PROBLEM REQUIREMENTS: Put the lines in the stretch from the one containing "wooden dining chair?" through the one containing "[261,0,277,149]" into a Markdown table with the columns Row and Line. Give each line a row number and leave out any blank lines.

** START DATASET CONTENT **

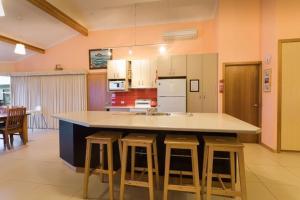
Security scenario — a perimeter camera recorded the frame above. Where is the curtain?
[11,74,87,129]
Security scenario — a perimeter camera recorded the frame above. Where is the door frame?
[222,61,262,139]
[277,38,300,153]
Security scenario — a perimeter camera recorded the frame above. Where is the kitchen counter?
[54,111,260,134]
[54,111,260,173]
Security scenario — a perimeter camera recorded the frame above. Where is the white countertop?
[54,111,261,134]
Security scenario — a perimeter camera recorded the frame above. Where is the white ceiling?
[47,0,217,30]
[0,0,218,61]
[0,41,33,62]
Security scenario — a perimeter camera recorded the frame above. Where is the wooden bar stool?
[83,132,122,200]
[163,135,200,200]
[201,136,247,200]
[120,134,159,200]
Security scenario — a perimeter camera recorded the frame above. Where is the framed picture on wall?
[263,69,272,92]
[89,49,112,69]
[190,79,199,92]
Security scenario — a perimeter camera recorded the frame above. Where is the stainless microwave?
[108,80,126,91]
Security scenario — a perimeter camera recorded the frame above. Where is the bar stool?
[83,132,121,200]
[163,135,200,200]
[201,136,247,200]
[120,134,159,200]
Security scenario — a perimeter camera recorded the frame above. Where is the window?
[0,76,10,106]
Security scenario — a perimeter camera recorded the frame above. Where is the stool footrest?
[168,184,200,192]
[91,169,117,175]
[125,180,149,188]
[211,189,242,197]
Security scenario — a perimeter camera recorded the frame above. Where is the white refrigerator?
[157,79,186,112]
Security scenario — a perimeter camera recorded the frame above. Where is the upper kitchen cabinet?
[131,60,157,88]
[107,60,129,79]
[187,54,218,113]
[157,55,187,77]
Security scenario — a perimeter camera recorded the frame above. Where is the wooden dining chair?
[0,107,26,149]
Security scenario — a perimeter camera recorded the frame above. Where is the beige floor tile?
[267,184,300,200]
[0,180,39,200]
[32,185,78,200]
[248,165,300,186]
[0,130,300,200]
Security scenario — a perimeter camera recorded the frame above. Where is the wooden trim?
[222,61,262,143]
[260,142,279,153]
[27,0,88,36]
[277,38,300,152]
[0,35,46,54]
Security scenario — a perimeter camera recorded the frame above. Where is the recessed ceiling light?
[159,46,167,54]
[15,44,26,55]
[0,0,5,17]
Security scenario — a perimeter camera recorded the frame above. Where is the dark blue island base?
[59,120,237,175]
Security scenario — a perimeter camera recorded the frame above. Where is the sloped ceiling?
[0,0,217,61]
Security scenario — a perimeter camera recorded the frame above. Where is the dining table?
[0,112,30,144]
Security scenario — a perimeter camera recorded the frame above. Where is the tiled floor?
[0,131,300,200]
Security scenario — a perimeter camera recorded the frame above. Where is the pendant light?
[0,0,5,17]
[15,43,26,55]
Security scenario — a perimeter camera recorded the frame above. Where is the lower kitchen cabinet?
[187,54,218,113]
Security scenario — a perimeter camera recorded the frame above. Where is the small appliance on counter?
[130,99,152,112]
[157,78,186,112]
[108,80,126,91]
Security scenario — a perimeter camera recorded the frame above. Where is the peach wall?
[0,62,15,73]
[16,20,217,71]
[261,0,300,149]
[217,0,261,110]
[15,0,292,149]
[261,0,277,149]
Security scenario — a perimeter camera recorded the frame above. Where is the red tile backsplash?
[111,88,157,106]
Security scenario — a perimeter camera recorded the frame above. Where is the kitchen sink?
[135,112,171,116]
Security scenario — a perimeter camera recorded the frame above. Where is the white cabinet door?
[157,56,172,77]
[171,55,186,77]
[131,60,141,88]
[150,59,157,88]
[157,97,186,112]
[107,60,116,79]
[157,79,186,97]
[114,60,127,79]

** END DATASET CONTENT **
** START DATASET CONTENT **

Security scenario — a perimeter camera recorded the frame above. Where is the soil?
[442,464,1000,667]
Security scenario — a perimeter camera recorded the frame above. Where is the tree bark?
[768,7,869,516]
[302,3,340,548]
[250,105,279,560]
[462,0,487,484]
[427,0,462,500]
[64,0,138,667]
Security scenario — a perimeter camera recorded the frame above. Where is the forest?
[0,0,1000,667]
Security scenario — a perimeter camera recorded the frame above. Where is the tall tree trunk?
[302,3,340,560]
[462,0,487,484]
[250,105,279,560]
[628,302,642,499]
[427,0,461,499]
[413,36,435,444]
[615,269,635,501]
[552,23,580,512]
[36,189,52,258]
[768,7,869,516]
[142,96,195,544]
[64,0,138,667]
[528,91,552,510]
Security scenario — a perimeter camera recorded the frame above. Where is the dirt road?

** END DATASET CONTENT **

WRITTEN ANSWER:
| Row | Line |
|---|---|
| 1 | Security scenario — a perimeter camera recorded the frame above. Where is the wooden dining chair? |
| 2 | [0,107,26,149] |
| 3 | Security scenario — a perimeter camera recorded the frame above. Where is the beige floor tile? |
| 4 | [267,184,300,200] |
| 5 | [0,180,39,200] |
| 6 | [32,185,78,200] |
| 7 | [248,165,300,186] |
| 8 | [0,130,300,200] |
| 9 | Security scenario — a perimeter camera recorded the frame above. Where is the wooden trim? |
| 10 | [222,61,262,143] |
| 11 | [260,142,279,153] |
| 12 | [27,0,88,36] |
| 13 | [277,38,300,152] |
| 14 | [0,35,46,54] |
| 15 | Security scenario — a perimeter camera recorded the frame above. Where is the recessed ceiling light? |
| 16 | [159,46,167,54] |
| 17 | [15,44,26,55] |
| 18 | [0,0,5,17] |
| 19 | Security scenario — a perimeter camera recorded the frame above. Where is the dark blue island base? |
| 20 | [59,120,237,175] |
| 21 | Security scenario — a perimeter camera recorded the frame above. Where is the sloped ceiling? |
| 22 | [0,0,217,61] |
| 23 | Security scenario — a perimeter camera recorded the frame above. Where is the dining table? |
| 24 | [0,112,30,144] |
| 25 | Security scenario — a perimeter camera recorded the frame above. Where is the tiled floor? |
| 26 | [0,131,300,200] |
| 27 | Security scenario — a perimeter camera recorded the frame above. Where is the pendant light? |
| 28 | [0,0,5,17] |
| 29 | [15,43,26,55] |
| 30 | Security scenario — a perimeter camera recorded the frame above. Where is the lower kitchen cabinet? |
| 31 | [187,54,218,113] |
| 32 | Security scenario — a perimeter camera recorded the frame above. Where is the small appliance on counter? |
| 33 | [130,99,152,112] |
| 34 | [157,78,186,112] |
| 35 | [108,80,126,91] |
| 36 | Security scenario — a perimeter camera recorded the frame above. Where is the peach wall? |
| 37 | [0,62,15,73] |
| 38 | [16,20,217,71] |
| 39 | [261,0,300,149] |
| 40 | [217,0,261,110] |
| 41 | [15,0,292,149] |
| 42 | [261,0,277,149] |